> GIVEN PASSAGE:

###

Some of my clients are abuse survivors. It is never an easy road. I just wanted to thank you for sharing some of your story with us. Your courage and strength are inspiring. Please consider writing that book. The story of your struggle would help so many. 

{{{{hugs}}}} to you.

Yvonne
Mommy to Anthony (3 years-old, with CP)

>>> [log in to unmask] 10/04/00 01:19PM >>>
Dear Robin, Do not feel bad about bring up your son's Zach depression. I am in
therapy and dealing with my pain about my abuse. the problem with your son's
depression did not trigger any bad memories in me. I have to face them each week
in therapy and in my nightmares. I talk about the nightmares in therapy and all
the pain. and then I can learn it is ok to cry and tell the bad things that
happend to me. and I am not going to be punished for showing how I feel or
telling what happend to me. so it is ok to talk about depression or nightmares or
any bad thing you or your family or anyone on the list wants to talk about. do
not feel bad that it might make me remember bad things that happend to me. I am
haveing to remember to be able to deal with it in therapy. so keep talking as
much as you want or need to. it is ok. and I will be ok to. I have the Lord on my
side. and He helps me deal with my pain and He lets me know in a lot of ways that
it is ok to cry and talk about my pain. that is the only way I can heal.  Lynn

Robin Frisch wrote:

> Lynn,
> I am so so sorry for what you went through. I feel bad that me bringing up my
> son ZAch and his depression right now may have started you thinking about
> things that were horrible beyond words when you were a child.
>
> I am sending so many thoughts and prayers  your way.

###

> TASKS:
1. Copy the stretch of the email thread from "Some of my clients" through "years-old, with CP)", putting "bravery" in place of "courage".
2. In the email thread, how old is Anthony, and what condition does he have?

> EXCERPTED DATA:
###

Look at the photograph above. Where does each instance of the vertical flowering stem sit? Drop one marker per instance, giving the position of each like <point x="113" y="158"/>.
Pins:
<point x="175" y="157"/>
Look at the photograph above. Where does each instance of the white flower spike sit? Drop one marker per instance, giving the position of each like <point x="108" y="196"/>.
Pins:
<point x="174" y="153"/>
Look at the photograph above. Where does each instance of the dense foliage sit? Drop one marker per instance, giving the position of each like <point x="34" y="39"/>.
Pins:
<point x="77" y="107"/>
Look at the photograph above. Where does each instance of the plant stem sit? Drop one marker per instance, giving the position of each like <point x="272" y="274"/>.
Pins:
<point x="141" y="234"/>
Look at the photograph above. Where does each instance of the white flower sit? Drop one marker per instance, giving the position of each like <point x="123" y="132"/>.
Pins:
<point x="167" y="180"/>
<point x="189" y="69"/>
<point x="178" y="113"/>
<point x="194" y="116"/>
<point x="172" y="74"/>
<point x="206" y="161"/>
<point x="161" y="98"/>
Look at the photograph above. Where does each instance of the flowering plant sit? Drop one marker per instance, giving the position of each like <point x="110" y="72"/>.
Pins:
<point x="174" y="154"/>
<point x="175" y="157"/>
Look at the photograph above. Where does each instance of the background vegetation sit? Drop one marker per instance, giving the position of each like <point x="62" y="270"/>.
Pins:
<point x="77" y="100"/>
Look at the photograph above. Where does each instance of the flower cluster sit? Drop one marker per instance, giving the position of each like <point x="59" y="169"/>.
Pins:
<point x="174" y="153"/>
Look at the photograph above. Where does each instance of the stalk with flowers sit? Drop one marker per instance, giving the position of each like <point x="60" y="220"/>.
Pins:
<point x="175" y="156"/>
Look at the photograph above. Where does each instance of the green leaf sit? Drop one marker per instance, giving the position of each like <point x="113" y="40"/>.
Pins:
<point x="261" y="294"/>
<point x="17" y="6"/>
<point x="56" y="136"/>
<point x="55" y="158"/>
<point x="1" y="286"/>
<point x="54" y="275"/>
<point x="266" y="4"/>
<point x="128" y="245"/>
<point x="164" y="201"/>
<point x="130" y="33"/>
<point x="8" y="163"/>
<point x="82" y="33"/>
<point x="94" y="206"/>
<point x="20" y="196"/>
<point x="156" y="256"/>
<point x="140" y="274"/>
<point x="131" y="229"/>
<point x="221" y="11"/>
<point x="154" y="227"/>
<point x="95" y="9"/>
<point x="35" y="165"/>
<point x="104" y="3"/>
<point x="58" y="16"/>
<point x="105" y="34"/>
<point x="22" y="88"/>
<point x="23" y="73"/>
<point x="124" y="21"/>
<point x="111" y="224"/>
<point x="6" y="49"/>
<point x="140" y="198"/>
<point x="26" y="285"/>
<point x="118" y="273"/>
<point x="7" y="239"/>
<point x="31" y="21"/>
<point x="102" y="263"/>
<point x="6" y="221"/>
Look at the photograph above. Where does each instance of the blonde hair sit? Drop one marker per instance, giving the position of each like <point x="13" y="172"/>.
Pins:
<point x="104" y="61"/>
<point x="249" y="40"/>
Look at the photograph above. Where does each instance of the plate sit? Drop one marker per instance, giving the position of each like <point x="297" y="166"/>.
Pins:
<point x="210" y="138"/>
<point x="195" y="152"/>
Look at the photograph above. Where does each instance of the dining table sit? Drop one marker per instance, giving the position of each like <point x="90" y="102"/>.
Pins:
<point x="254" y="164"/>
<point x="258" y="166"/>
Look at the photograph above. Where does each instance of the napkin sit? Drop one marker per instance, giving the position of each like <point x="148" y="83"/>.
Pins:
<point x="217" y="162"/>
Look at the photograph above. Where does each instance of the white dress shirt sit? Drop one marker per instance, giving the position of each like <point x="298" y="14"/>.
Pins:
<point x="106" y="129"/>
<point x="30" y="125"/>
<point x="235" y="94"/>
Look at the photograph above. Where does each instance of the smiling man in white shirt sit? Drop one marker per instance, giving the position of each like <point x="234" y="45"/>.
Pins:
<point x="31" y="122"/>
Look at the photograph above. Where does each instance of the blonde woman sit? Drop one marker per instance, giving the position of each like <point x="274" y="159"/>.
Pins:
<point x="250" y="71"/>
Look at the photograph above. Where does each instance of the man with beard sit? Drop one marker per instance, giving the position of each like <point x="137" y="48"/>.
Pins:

###

> ANSWERS PER TASK:
1.
Some of my clients are abuse survivors. It is never an easy road. I just wanted to thank you for sharing some of your story with us. Your bravery and strength are inspiring. Please consider writing that book. The story of your struggle would help so many. 

{{{{hugs}}}} to you.

Yvonne
Mommy to Anthony (3 years-old, with CP)

2. Anthony is 3 years old and has CP.